Revise the listing below, putting "point" wherever "marker" appears and keeping every other line as it is.

# INFORMATION GIVEN
------

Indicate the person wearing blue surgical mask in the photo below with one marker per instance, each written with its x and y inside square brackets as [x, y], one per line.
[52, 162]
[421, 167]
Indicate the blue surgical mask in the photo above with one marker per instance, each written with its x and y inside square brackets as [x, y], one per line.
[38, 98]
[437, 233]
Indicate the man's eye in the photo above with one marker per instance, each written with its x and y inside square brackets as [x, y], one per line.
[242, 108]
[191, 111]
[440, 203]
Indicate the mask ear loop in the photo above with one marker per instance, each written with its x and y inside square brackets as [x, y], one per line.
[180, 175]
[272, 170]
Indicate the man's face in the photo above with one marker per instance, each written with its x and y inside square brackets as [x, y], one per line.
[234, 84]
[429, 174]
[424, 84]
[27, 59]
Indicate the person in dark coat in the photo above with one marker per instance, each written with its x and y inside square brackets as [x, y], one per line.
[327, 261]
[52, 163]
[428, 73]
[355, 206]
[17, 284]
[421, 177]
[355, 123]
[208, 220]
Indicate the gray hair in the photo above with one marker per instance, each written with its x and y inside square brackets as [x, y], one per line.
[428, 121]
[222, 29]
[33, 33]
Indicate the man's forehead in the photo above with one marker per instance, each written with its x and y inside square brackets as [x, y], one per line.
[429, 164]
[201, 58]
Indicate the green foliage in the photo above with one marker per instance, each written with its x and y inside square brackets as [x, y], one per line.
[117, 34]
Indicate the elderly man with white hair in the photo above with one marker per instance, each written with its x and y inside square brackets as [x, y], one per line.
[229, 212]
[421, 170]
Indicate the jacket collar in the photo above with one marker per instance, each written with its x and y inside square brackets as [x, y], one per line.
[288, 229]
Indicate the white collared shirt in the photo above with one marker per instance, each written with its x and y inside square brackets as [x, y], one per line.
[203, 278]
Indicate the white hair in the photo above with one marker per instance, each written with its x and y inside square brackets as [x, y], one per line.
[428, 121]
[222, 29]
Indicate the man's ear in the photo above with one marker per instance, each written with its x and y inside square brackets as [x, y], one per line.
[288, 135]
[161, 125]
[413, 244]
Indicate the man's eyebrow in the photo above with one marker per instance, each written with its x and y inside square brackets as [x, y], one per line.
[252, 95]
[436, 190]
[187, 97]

------

# WRITTEN RESPONSE
Indicate the person wearing blue surgical mask in the photo below with one point per instance, each written with its x and y inside square brackets as [x, y], one per line.
[52, 162]
[421, 167]
Indicate the blue surgical mask in the photo above with one point per instance, each written with its x and y inside square brackets as [x, y], one per line.
[38, 98]
[437, 233]
Indicate the man's eye in the photo above with one point per instance, each written with its x and y inside square brackets as [x, y], one per line.
[242, 108]
[191, 111]
[440, 203]
Indicate the mask ear loop in the photo above with one point per instance, each written with its x and y inside square brackets as [x, y], one per line.
[180, 175]
[272, 170]
Indicate the man's face in the photo above with one point per instance, each written with its x and y inside square brackets as [x, y], one per line.
[234, 84]
[429, 174]
[424, 84]
[27, 59]
Indicate the person in dark coat in the photo above with one point per instance, each written with its x and y inside square brackets as [x, y], one per line.
[327, 261]
[52, 163]
[428, 73]
[355, 206]
[17, 284]
[421, 177]
[355, 123]
[208, 220]
Indicate the gray hair in the photo above with one point per instance, each written with its x and y inside square brackets as [x, y], one per line.
[428, 121]
[222, 29]
[33, 33]
Indicate the man's forehead in the photo above with one point per instance, each written with its x and y inside square brackets as [x, y], one per line.
[429, 164]
[201, 58]
Indicate the green foliage in the photo above with one point per instance, each written with its x and y inside square brackets as [x, y], one per line.
[117, 34]
Indicate the elderly man with white hair in the photo above with one point per instance, each written with its x and y inside square brackets as [x, y], one per line.
[229, 212]
[421, 170]
Indicate the jacket collar in the photo above with one point per instance, each written with its x and y inside square brackets as [x, y], one per line.
[288, 229]
Indicate the white collared shirt in the photo above with one point per instance, each written with its x and y inside square brackets as [x, y], one per line.
[203, 278]
Indicate the white hair in the photo above with one point per instance, each written with its x and y inside square brackets as [x, y], one per line.
[428, 121]
[222, 29]
Indicate the man's ear in the photo above with one point per instance, each written with its x and y inside square brackets as [x, y], one per line.
[288, 135]
[161, 125]
[413, 244]
Indicate the man's eyebrow in the photo above with one point per instance, each written with its x and y inside square brackets as [x, y], one per line.
[252, 95]
[436, 190]
[187, 97]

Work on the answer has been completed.